(Supplied entries begins)

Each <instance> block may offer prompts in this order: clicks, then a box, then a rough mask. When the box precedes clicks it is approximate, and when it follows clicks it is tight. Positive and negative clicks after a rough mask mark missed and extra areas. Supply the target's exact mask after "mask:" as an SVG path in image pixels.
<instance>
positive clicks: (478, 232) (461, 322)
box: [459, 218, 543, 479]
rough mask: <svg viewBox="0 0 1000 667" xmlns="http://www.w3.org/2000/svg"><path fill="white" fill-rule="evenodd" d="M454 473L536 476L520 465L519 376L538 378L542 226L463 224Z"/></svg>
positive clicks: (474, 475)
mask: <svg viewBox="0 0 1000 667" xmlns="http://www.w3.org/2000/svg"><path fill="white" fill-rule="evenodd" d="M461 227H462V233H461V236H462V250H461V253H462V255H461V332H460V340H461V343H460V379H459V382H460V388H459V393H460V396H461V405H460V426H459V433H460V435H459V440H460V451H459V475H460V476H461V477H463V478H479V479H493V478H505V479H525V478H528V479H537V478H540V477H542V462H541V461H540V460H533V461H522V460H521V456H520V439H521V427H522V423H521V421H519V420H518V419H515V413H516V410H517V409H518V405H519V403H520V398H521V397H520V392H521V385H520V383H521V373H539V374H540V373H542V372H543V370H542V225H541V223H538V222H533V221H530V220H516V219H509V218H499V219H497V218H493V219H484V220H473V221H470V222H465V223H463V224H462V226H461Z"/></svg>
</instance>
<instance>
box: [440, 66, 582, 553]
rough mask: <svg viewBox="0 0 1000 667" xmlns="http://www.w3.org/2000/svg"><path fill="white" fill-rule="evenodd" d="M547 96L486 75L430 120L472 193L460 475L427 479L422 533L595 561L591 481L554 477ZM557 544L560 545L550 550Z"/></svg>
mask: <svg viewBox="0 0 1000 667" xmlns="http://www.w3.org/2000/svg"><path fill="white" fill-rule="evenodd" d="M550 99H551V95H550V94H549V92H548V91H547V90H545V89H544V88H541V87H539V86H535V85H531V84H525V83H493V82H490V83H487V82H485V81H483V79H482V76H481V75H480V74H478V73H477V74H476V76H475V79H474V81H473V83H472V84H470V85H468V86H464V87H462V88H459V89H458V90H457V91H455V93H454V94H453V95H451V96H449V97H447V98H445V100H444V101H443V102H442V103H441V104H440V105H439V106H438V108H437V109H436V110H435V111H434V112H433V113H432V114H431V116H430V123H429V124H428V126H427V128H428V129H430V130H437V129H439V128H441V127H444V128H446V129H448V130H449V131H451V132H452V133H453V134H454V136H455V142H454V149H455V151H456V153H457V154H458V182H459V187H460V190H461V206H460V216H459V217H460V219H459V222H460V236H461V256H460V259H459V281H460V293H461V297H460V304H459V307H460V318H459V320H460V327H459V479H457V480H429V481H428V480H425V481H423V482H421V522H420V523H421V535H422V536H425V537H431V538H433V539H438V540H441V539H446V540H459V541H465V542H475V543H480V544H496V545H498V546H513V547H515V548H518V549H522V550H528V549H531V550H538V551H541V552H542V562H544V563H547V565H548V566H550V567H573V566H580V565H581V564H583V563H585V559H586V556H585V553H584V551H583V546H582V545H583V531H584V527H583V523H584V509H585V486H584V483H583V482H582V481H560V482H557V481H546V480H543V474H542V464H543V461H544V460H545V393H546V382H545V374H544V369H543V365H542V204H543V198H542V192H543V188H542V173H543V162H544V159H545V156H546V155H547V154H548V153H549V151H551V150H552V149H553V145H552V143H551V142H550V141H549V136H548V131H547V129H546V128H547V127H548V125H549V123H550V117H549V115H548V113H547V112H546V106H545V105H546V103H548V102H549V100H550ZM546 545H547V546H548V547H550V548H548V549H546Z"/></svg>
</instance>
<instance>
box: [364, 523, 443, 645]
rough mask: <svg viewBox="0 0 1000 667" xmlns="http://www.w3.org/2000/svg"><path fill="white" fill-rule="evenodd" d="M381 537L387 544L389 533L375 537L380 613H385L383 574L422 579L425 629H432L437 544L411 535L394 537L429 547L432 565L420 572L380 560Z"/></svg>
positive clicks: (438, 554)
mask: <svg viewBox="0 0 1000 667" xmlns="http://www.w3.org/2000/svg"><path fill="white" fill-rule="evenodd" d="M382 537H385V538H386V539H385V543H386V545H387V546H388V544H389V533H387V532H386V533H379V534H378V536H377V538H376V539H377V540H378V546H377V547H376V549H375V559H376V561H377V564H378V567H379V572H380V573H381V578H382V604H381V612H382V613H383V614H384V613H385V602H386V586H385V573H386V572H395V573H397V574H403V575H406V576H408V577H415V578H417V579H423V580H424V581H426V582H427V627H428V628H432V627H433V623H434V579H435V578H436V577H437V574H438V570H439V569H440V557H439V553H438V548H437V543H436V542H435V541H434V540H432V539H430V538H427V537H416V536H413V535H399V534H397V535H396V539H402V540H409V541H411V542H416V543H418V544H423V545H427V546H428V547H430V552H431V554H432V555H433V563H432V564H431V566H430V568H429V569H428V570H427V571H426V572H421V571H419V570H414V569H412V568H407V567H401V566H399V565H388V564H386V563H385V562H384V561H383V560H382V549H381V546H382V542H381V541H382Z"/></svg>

(Supplied entries ends)

What to work on>
The material shown above must be written out again in full, exactly as it reads.

Result>
Each <instance> block may offer prompts in this order: clicks, then a box, then a rough mask. When the box precedes clicks it is approximate, and when it follows clicks it is tight. Positive and negative clicks after a rough mask mark missed and extra areas. Supply the target's exact mask after "mask:" as an SVG path in image pixels.
<instance>
positive clicks: (478, 232) (461, 322)
box: [459, 218, 543, 479]
rough mask: <svg viewBox="0 0 1000 667" xmlns="http://www.w3.org/2000/svg"><path fill="white" fill-rule="evenodd" d="M454 473L536 476L520 465L519 376L538 378L542 226L463 224Z"/></svg>
positive clicks: (474, 475)
mask: <svg viewBox="0 0 1000 667" xmlns="http://www.w3.org/2000/svg"><path fill="white" fill-rule="evenodd" d="M461 227H462V233H461V236H462V250H461V253H462V255H461V332H460V340H461V343H460V379H459V382H460V388H459V393H460V396H461V405H460V426H459V433H460V435H459V440H460V451H459V475H460V476H461V477H463V478H479V479H493V478H505V479H525V478H528V479H537V478H540V477H542V462H541V461H540V460H533V461H522V460H521V456H520V439H521V427H522V423H521V421H519V420H518V419H515V413H516V410H517V409H518V405H519V403H520V398H521V397H520V392H521V385H520V383H521V373H539V374H540V373H542V372H543V370H542V225H541V223H538V222H533V221H530V220H516V219H509V218H499V219H497V218H493V219H484V220H473V221H470V222H465V223H463V224H462V226H461Z"/></svg>
</instance>
<instance>
box: [440, 66, 582, 553]
rough mask: <svg viewBox="0 0 1000 667" xmlns="http://www.w3.org/2000/svg"><path fill="white" fill-rule="evenodd" d="M547 96L486 75L430 120L472 193L460 475L427 479L422 533L595 561L591 481L554 477ZM557 544L560 545L550 550Z"/></svg>
mask: <svg viewBox="0 0 1000 667" xmlns="http://www.w3.org/2000/svg"><path fill="white" fill-rule="evenodd" d="M550 99H551V95H550V94H549V92H548V91H547V90H545V89H544V88H541V87H539V86H535V85H531V84H525V83H493V82H490V83H487V82H485V81H483V79H482V76H481V75H480V74H478V73H477V74H476V76H475V79H474V81H473V83H472V84H470V85H468V86H464V87H462V88H459V89H458V90H457V91H455V93H454V94H453V95H451V96H449V97H447V98H445V100H444V101H443V102H442V103H441V104H440V105H439V106H438V108H437V109H436V110H435V111H434V112H433V113H432V114H431V116H430V123H429V124H428V126H427V128H428V129H430V130H437V129H439V128H441V127H444V128H446V129H448V130H449V131H451V132H452V133H453V134H454V136H455V142H454V149H455V151H456V153H457V154H458V182H459V187H460V190H461V206H460V216H459V217H460V219H459V222H460V236H461V256H460V259H459V281H460V293H461V297H460V304H459V307H460V318H459V320H460V327H459V479H457V480H429V481H428V480H425V481H423V482H421V522H420V523H421V535H422V536H425V537H431V538H433V539H438V540H441V539H446V540H459V541H465V542H475V543H480V544H496V545H498V546H513V547H515V548H518V549H522V550H528V549H531V550H538V551H541V552H542V562H544V563H547V565H548V566H550V567H573V566H580V565H581V564H583V563H585V559H586V556H585V553H584V551H583V546H582V545H583V531H584V527H583V523H584V509H585V486H584V483H583V482H582V481H560V482H557V481H546V480H543V474H542V464H543V461H544V460H545V393H546V382H545V374H544V369H543V365H542V204H543V198H542V192H543V188H542V173H543V162H544V159H545V156H546V155H547V154H548V153H549V151H551V150H552V149H553V145H552V143H551V142H550V141H549V136H548V131H547V129H546V128H547V127H548V125H549V123H550V117H549V115H548V113H547V112H546V106H545V105H546V103H548V102H549V100H550ZM546 545H547V546H548V547H550V548H548V549H546Z"/></svg>
</instance>
<instance>
box: [364, 523, 443, 645]
rough mask: <svg viewBox="0 0 1000 667" xmlns="http://www.w3.org/2000/svg"><path fill="white" fill-rule="evenodd" d="M381 537L387 544L389 533L375 537L380 613H385L383 574L422 579L425 629H432L437 544L411 535L394 537L429 547L432 565L420 572L380 560Z"/></svg>
positive clicks: (438, 554)
mask: <svg viewBox="0 0 1000 667" xmlns="http://www.w3.org/2000/svg"><path fill="white" fill-rule="evenodd" d="M382 537H385V538H386V539H385V543H386V545H387V546H388V544H389V533H387V532H386V533H379V534H378V536H377V538H376V539H377V540H378V546H377V547H376V549H375V559H376V561H377V564H378V567H379V572H380V573H381V578H382V604H381V612H382V613H383V614H384V613H385V602H386V586H385V573H386V572H395V573H397V574H403V575H406V576H408V577H415V578H417V579H423V580H424V581H426V582H427V627H428V628H432V627H433V623H434V579H435V578H436V577H437V574H438V570H439V569H440V557H439V553H438V548H437V543H436V542H435V541H434V540H432V539H430V538H427V537H416V536H413V535H399V534H397V535H396V539H402V540H409V541H411V542H416V543H418V544H423V545H427V546H428V547H430V552H431V554H432V555H433V563H432V564H431V566H430V568H429V569H428V570H427V571H426V572H421V571H419V570H414V569H412V568H407V567H401V566H399V565H388V564H386V563H385V562H384V561H383V560H382V549H381V546H382V542H381V541H382Z"/></svg>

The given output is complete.